Set down all the records below, word for word.

===

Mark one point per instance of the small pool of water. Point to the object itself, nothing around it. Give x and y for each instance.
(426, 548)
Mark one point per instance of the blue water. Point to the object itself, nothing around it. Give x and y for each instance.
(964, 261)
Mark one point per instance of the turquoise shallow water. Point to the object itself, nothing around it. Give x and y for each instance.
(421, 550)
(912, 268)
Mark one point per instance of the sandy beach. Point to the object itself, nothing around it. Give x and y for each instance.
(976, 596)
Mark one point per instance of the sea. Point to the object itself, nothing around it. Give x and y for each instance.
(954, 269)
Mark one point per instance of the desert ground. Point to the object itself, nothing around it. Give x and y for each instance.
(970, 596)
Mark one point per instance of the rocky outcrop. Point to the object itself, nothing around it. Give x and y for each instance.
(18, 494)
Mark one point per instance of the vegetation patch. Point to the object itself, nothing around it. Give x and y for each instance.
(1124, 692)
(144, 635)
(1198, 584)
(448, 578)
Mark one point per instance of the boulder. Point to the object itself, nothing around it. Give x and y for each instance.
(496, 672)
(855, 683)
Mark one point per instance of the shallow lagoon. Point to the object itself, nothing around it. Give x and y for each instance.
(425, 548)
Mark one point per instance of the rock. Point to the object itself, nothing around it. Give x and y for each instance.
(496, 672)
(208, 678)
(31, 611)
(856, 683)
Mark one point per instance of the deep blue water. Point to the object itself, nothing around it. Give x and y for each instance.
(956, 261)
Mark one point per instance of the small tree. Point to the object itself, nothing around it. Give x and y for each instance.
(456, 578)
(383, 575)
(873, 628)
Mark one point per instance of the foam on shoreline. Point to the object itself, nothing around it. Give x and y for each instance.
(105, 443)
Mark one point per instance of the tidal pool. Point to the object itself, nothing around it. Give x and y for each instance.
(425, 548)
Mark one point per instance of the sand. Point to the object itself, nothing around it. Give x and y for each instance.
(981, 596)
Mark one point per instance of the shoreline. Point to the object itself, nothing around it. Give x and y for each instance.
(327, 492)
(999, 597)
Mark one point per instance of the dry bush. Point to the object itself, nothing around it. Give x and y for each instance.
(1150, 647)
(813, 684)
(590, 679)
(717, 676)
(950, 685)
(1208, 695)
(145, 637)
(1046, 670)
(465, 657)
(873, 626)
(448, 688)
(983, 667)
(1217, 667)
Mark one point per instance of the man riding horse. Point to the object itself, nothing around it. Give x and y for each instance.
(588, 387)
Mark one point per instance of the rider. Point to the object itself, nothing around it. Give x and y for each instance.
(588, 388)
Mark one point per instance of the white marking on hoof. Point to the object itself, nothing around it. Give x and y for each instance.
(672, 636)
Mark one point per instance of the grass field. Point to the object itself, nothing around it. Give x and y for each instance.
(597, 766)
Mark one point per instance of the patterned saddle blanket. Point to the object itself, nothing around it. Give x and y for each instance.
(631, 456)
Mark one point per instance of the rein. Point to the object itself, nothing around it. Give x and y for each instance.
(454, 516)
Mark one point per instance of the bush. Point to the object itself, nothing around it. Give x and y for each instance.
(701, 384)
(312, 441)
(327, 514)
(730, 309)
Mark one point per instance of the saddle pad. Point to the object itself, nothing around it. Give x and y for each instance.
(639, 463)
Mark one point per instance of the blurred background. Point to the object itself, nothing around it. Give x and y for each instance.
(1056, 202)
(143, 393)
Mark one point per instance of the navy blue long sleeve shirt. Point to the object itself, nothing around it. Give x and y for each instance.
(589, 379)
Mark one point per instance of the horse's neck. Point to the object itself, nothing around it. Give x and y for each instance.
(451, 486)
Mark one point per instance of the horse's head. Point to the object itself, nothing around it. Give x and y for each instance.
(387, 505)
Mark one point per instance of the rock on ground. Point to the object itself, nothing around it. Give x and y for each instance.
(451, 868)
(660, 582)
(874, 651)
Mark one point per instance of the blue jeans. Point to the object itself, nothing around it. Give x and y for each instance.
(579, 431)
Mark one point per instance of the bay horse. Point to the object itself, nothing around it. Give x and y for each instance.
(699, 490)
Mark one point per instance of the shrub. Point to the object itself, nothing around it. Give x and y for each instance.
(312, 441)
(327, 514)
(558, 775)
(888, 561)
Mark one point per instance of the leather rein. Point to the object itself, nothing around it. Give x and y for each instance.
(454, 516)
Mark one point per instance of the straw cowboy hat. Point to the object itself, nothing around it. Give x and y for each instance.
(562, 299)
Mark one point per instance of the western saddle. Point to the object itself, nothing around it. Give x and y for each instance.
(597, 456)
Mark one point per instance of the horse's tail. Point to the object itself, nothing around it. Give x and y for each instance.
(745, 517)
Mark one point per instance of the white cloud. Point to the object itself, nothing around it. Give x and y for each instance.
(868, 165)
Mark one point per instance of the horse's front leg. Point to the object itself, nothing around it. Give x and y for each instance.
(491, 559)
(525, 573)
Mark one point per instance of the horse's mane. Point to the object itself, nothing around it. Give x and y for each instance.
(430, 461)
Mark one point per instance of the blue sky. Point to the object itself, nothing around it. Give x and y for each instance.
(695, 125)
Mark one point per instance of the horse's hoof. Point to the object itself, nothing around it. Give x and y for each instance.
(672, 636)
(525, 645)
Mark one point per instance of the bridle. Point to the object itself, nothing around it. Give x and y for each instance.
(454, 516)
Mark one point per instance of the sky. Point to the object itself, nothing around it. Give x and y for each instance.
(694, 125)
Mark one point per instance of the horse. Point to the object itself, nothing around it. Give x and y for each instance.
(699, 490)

===

__Output of the exercise__:
Mark one point per instance of the small pool of water. Point to the object itself, nothing around it. Give x and y for each instance.
(426, 548)
Mark one point per instance of the blue water. Point to the object itself, nothing around it. Give x and y for each instance.
(964, 261)
Mark one point per instance of the turquoise shallow water. Point to the object itself, nothing around it. Give x and y for each instance.
(421, 550)
(912, 268)
Mark one point per instance of the sandy beach. Point to the object itself, nothing around it. Give x and y for each instance.
(976, 596)
Mark one point per instance of the sea. Point to the object itself, nothing around it. Give x and y for each instance.
(954, 269)
Mark one point per instance of the desert ground. Point to the object itself, nothing around it. Give x and y for each instance.
(970, 596)
Mark one point per instance of the rocky outcrop. Point to the object itself, nothing around it. Give x and y for each instance.
(18, 494)
Mark one point per instance of the vegetation patch. Point to the object itself, nothing around it. Give x and y for each instance.
(1124, 692)
(144, 635)
(1198, 584)
(448, 578)
Mark one point per instance of the boulder. Point to the object itself, nothing around it. Give x and y for each instance.
(496, 672)
(855, 683)
Mark one point per instance of the shallow lagoon. Point to the object itself, nothing around it. Give x and y for each instance.
(425, 548)
Mark one point per instance of the rock. Point to the object itself, nothing around it. Give x and y for each instance.
(496, 672)
(208, 678)
(31, 611)
(856, 683)
Mark one point per instance of the deep blue water. Point to the object itself, nothing around it. Give x and y for each instance.
(956, 261)
Mark one point per instance of the small tree. Point to the object itself, nothing around it. Give x and y for each instance.
(456, 578)
(383, 575)
(873, 628)
Mark one point per instance of the foam on shoreline. Point to the object itself, nothing around it. Give x and y for each instance.
(105, 443)
Mark one point per instance of the tidal pool. Point to the object itself, nothing around it. Give x and y for each instance.
(425, 548)
Mark one point per instance of the sand. Point to the object itself, nothing around it. Give x and y for each instance.
(981, 596)
Mark one point per instance of the shoreline. Point to the object itself, nothing around it. Give x and y for each instance.
(327, 492)
(999, 597)
Mark one point per instance of the dry bush. Point to the object itself, nothing around it. Give x and y for each instance.
(1150, 647)
(813, 684)
(590, 679)
(717, 676)
(950, 685)
(1208, 695)
(145, 637)
(1046, 670)
(465, 657)
(873, 626)
(448, 688)
(983, 667)
(1217, 667)
Mark one point per instance of the man riding horse. Point to the object itself, nothing around it. Give x and y for each instance.
(588, 387)
Mark one point per instance of the rider. Point to the object itself, nothing around it. Give x and y for each instance.
(588, 388)
Mark one point per instance of the white marking on hoof. Point to the object itself, nothing around it. Give x and y for each instance.
(672, 636)
Mark one point per instance of the grass field. Point to the object itself, nothing around it. Give x and y for each instance.
(597, 766)
Mark one point per instance of the patterned saddle blanket. Point to the object itself, nothing around it. Give x and y for each instance.
(631, 456)
Mark one point per instance of the rein. Point to the object itself, nothing around it. Give x and y for each instance.
(454, 516)
Mark one point per instance of the bush. Point to the object itself, nothing around it. Give x and y for each instance.
(701, 384)
(312, 441)
(327, 514)
(730, 309)
Mark one point per instance of the saddle pad. Point to the object itself, nothing around it. Give x and y for each instance.
(639, 463)
Mark one point per instance of the blurred background. Point to the object itself, nothing around it. Give x and y for each instance.
(1056, 202)
(143, 393)
Mark one point per instance of the navy blue long sleeve shirt. Point to the object itself, nothing around it. Give x and y for each instance.
(589, 379)
Mark one point per instance of the horse's neck. Point to the object itself, nothing around it. Give x and y for each instance.
(451, 486)
Mark one point per instance of the horse's head. Point to the object itself, nothing around it. Give x and y for each instance.
(387, 505)
Mark one point per instance of the rock on ground. Point to the object itself, nothing around it. Give x and y for each instance.
(451, 868)
(660, 582)
(874, 651)
Mark one point per instance of the blue jeans. Point to the object itself, nothing around it. Give x and y for each instance.
(579, 431)
Mark one point per instance of the bay horse. Point to the object itself, nothing around it. Give x and y for each instance.
(699, 490)
Mark one point per instance of the shrub. Point to the object itself, nothing around it. Give x and y for each instance.
(312, 441)
(327, 514)
(558, 775)
(888, 561)
Mark one point per instance of the leather rein. Point to the object itself, nothing around it. Give x and y for each instance.
(454, 516)
Mark one point per instance of the straw cowboy hat. Point to the object itself, nothing around it. Give x and y for each instance.
(562, 299)
Mark one point per instance of the western saddle. Point to the object itself, nothing around it. Give x and y for each instance.
(597, 456)
Mark one point per instance of the horse's tail. Point to the object itself, nothing around it. Give x and y for each instance.
(745, 517)
Mark one point per instance of the white cloud. Point to the object itself, nothing around it. Give x and y for each instance.
(868, 165)
Mark one point per instance of the horse's front leg. Point to the object itself, nothing around it. Give x and y for each instance.
(491, 559)
(525, 573)
Mark one point per instance of the horse's mane. Point to the object itself, nothing around it. Give x and y for each instance.
(430, 461)
Mark one point per instance of the blue sky. Point to the object itself, nothing around it. Give x and y for each instance.
(695, 125)
Mark one point per instance of the horse's hoof. Point to the object itself, nothing around it. Give x and y for each instance.
(672, 636)
(525, 645)
Mark one point per instance of the bridle. Point to the object itself, nothing around it. Give x and y for each instance.
(454, 516)
Mark one point per instance of the sky. Point to the object itself, nothing around it. Give x and y for each instance.
(694, 125)
Mark one point per instance of the horse. Point to the object itself, nothing around it. Give x and y for each instance.
(699, 490)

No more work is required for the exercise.